**Dataset content**:
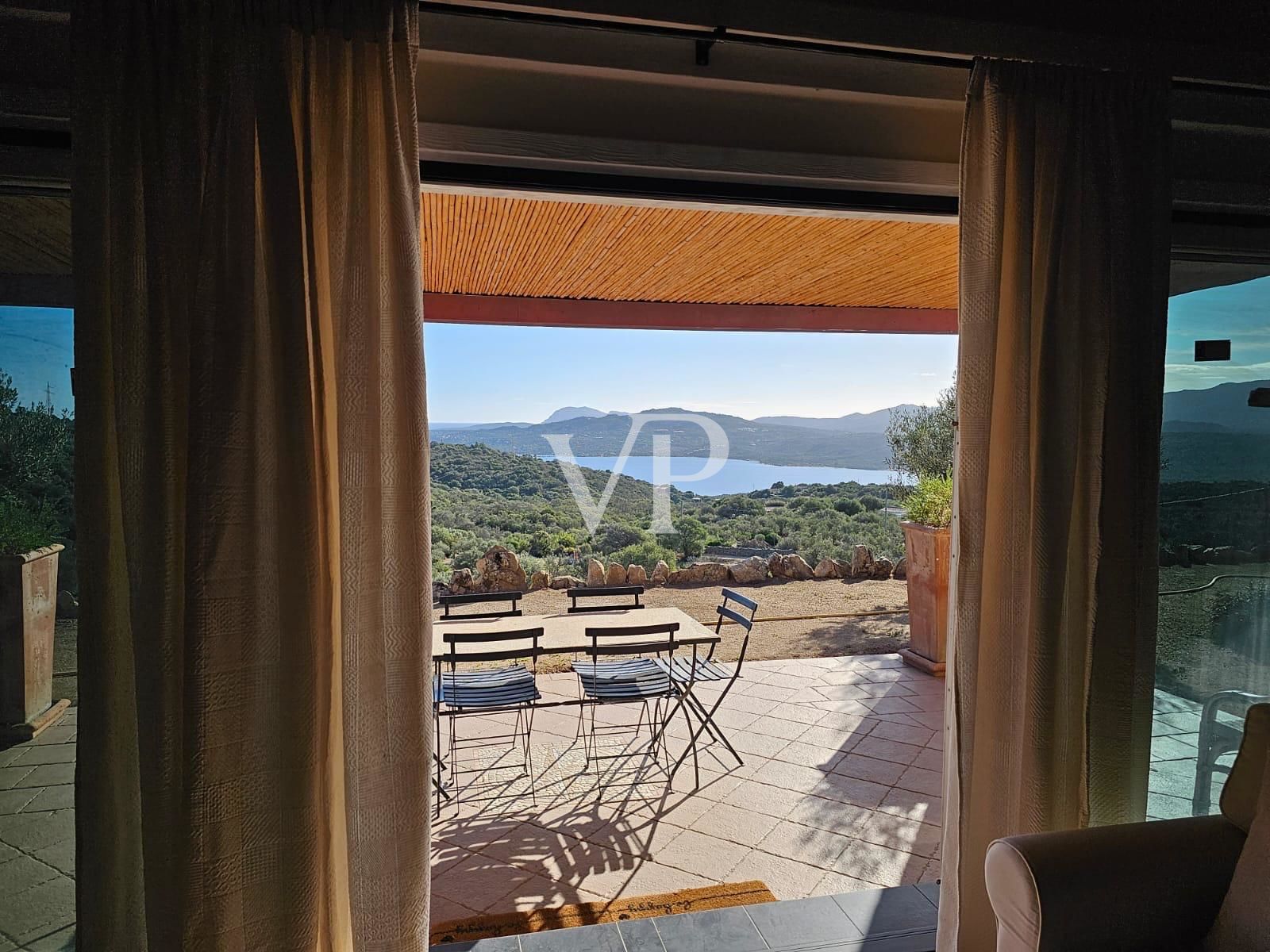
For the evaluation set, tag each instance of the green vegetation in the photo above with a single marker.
(482, 495)
(930, 501)
(921, 438)
(37, 505)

**Work instructions**:
Write out every line of the records above word for word, leaving out the pictures.

**Solution**:
For the evaluation set, tag each instance of the green vegetation in the photo above with a single marker.
(482, 495)
(930, 501)
(921, 438)
(37, 505)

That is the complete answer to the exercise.